Not because I was angry with Grandma.

Not because of what she'd said.

Because she hadn't really upset me. It wasn't Grandma talking - it was the dementia.

I cried because I was exhausted.

Because I was frightened.

Because I felt like I was slowly losing someone I loved, while desperately trying to hold everything else together.

Because I felt like I was failing someone I loved, even though I was trying with everything I had.

That moment has stayed with me and I think it will for many years to come. 

Looking back now, I don't judge the granddaughter who sat crying in that car park anymore. I see someone who desperately needed someone to ask, "And how are you coping?" because the truth is in that moment I was not. 

 

The second say I still think about is: after Grandma had returned to the care home after breaking her hip, I asked her about the rape allegation she'd made. She spoke about it so matter-of-factly that, for a moment, it almost felt like an ordinary conversation. She told me it had been "a big fella on a pink motorbike."

Without thinking, my sarcastic side came out.

Straight faced I said,

"You mean Ken?"... as in Barbie's Ken.

She looked at me completely seriously and replied,

"Yes. You know exactly who I mean."

At the time, I turned my head and rolled my eyes.

Looking back, I realise she wasn't joking.

She was trying to make sense of a reality that felt completely real to her.

That's one of the cruellest parts of Lewy Body Dementia.

The hallucinations and delusions aren't pretend.

To the person experiencing them, they're real.


The moments that stay with you

The strange thing about grief is that it has a habit of collecting the moments you wish had gone differently.

After Grandma died, I didn't replay every laugh.

I didn't immediately remember the birthdays, the cups of tea or the afternoons we spent together.

Instead, my mind chose the moments I wasn't proud of.

The times I was impatient.

The conversations I cut short.

The day I thought, "I can't do this today."

Those memories felt much louder than all the good ones.


I thought they defined me

For a long time, I convinced myself those moments said something about me.

That I'd somehow failed Grandma.

That if I'd been more patient...

More understanding...

More resilient...

Things would have been different.

Looking back now, I realise I was expecting perfection from someone who was simply trying her best.


What I forgot

I forgot the appointments attended. 

The ridiculous amount of phone calls made.

The visits.

The research.

The countless worrying.

The advocating.

The quiet moments when nobody else saw what was happening but I did.

I forgot that love isn't measured by whether you lost your patience once.

It's measured by everything that came before and after.

If you've ever snapped...

Can I tell you something?

You're probably reading this because you care.

Bad carers don't usually spend months or years wondering whether they were good enough.

The very fact you're carrying guilt tells me how much your loved one meant to you.

That doesn't excuse every moment.

But it does put them into perspective.


What I'd tell the version of me who was living it

Take a break before you need one.

Accept help before you're desperate.

Forgive yourself sooner.

• Given records:
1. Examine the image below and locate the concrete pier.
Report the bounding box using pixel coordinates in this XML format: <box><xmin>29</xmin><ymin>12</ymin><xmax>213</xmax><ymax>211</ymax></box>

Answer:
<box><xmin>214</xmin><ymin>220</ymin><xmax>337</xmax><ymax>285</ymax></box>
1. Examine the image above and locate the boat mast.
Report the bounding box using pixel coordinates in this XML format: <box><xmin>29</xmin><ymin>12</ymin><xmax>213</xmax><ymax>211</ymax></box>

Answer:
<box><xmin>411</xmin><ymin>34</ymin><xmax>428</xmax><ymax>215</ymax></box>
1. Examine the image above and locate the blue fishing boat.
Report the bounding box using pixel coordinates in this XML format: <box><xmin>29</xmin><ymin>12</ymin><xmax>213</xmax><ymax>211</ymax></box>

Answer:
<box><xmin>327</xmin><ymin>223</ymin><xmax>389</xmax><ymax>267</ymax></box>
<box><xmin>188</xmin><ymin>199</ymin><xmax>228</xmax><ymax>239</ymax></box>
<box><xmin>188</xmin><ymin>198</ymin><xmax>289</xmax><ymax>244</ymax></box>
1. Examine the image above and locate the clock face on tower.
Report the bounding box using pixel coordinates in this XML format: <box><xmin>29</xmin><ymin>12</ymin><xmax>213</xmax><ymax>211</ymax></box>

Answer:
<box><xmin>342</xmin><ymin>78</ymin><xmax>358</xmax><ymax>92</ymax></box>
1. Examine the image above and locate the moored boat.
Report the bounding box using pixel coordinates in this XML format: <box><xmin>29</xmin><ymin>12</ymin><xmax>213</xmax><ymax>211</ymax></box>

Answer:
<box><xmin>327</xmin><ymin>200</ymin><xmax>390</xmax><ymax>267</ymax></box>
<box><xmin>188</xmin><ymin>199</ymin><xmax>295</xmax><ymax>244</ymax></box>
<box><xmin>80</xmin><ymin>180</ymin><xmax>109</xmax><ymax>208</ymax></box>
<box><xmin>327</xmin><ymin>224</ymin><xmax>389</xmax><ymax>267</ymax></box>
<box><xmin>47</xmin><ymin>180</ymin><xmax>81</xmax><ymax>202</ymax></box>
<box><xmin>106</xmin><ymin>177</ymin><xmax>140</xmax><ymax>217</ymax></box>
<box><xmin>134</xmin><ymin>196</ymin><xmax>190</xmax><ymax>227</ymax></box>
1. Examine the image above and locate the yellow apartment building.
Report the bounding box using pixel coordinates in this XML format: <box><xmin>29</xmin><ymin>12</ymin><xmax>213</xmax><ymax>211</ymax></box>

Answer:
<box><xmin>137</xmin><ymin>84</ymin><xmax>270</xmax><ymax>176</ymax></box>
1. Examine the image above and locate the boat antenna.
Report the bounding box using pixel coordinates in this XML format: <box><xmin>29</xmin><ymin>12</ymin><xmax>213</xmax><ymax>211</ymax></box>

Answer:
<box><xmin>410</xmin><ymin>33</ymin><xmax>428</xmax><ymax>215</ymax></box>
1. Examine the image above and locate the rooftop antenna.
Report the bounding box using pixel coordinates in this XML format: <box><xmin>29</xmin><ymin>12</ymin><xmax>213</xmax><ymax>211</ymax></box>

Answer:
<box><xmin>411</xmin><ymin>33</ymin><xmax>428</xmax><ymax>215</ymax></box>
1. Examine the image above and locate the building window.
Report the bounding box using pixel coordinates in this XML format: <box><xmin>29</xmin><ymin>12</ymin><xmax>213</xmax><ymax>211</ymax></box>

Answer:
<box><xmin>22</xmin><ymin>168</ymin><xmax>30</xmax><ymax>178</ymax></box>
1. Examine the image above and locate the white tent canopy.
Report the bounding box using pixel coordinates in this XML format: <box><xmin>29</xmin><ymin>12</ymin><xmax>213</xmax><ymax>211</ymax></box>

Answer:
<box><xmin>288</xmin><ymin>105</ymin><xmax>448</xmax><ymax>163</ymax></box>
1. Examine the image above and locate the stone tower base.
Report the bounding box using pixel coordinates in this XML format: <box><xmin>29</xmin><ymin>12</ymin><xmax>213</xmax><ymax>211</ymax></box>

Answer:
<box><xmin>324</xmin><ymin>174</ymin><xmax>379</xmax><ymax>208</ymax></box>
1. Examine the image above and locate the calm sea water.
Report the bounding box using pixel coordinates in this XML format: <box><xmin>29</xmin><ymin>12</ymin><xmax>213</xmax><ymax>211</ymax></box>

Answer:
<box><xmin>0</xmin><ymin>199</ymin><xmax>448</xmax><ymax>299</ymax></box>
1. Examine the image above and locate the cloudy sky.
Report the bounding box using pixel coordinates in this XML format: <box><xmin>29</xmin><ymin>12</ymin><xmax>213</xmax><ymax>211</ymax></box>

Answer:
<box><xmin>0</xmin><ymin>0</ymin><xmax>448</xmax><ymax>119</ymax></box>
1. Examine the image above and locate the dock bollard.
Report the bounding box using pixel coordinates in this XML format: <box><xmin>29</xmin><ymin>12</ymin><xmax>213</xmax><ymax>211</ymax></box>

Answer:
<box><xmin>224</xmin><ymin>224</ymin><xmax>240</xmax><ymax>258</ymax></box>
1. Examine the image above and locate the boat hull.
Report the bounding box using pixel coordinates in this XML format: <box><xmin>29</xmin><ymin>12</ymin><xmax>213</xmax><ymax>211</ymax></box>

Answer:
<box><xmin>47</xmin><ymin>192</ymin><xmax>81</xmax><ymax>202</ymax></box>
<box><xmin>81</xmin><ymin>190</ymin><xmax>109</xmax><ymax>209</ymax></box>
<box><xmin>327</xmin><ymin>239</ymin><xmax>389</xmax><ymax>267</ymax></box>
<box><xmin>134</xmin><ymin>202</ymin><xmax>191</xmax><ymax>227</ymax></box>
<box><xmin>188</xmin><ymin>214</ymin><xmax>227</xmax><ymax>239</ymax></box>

• What you will do: Please translate this sentence from the dementia caregiving text into Spanish: "I forgot that love isn't measured by whether you lost your patience once." The items are separate material from the dementia caregiving text.

• Task solution: Olvidé que el amor no se mide por si perdiste la paciencia una vez.